• Your objective:
Reproduce, unchanged, everything in the material below from the line containing "of the double" down to the end of the material.

• Input rows:
● ● ● ● ● ● ●
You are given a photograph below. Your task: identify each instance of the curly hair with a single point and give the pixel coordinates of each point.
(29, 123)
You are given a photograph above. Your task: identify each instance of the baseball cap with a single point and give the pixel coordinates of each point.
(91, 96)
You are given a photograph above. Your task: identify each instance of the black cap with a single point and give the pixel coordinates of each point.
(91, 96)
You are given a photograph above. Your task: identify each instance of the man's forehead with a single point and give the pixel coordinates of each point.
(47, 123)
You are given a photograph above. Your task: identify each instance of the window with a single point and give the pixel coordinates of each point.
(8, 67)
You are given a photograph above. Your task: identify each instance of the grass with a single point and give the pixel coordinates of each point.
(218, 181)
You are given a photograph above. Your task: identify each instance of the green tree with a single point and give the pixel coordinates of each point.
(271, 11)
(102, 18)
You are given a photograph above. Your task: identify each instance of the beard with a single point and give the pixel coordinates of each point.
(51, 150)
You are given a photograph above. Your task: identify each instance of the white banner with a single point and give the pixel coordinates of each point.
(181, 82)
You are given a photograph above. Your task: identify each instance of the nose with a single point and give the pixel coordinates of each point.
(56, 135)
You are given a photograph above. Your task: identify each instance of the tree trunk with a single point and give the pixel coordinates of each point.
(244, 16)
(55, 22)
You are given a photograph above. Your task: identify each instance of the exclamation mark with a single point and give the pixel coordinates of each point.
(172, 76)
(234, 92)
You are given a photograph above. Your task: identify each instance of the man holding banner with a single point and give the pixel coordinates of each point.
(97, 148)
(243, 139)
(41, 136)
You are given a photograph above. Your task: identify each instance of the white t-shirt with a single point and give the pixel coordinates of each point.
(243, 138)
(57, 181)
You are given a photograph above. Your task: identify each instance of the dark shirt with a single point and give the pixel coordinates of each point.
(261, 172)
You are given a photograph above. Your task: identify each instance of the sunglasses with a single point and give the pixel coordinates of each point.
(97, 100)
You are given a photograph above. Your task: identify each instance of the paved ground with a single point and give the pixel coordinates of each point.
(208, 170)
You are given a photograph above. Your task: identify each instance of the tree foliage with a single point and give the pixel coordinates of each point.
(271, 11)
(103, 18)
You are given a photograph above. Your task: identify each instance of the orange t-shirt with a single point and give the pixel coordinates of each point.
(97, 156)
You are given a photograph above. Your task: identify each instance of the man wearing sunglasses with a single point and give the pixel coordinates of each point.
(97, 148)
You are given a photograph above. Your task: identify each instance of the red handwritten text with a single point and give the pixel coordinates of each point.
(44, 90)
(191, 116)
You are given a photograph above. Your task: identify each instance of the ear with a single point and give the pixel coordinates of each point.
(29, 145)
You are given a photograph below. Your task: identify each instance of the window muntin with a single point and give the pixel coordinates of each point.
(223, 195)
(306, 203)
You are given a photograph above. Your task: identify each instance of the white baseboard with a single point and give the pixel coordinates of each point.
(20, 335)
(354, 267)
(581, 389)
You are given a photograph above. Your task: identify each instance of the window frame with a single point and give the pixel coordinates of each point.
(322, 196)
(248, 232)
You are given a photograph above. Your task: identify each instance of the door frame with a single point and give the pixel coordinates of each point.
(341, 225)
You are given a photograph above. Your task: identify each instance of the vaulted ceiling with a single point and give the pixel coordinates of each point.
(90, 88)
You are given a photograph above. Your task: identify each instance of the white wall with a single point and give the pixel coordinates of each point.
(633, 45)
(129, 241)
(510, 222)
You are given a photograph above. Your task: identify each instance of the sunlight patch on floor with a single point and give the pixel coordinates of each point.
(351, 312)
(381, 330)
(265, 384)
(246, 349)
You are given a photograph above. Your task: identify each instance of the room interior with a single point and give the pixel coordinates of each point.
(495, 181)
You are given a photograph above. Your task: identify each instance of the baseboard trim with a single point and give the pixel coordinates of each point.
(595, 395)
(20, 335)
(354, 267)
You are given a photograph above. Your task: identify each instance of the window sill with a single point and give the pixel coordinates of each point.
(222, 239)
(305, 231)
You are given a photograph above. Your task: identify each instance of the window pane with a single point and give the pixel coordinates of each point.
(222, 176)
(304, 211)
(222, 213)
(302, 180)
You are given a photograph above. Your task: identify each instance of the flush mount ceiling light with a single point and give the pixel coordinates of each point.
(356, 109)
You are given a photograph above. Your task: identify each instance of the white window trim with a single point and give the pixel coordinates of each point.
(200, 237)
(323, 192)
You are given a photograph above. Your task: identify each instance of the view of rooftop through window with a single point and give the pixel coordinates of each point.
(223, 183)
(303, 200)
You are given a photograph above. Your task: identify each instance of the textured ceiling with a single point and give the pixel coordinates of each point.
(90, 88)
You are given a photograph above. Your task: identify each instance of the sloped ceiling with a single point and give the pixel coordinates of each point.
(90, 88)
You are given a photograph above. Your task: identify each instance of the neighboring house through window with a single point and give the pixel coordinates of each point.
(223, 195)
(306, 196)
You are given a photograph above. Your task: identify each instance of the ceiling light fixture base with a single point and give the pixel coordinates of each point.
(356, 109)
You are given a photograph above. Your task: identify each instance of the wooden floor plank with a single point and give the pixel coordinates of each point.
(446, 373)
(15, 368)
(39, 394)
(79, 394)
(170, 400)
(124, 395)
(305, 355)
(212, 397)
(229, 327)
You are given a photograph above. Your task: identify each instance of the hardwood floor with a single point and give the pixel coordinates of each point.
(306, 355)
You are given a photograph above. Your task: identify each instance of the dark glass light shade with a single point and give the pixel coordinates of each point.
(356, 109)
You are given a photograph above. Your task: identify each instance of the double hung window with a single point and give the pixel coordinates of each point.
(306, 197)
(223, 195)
● ● ● ● ● ● ●
• Output:
You are given a photograph above. Your task: identify each instance of the double hung window with a single point and give the pixel coordinates of each point.
(306, 197)
(223, 195)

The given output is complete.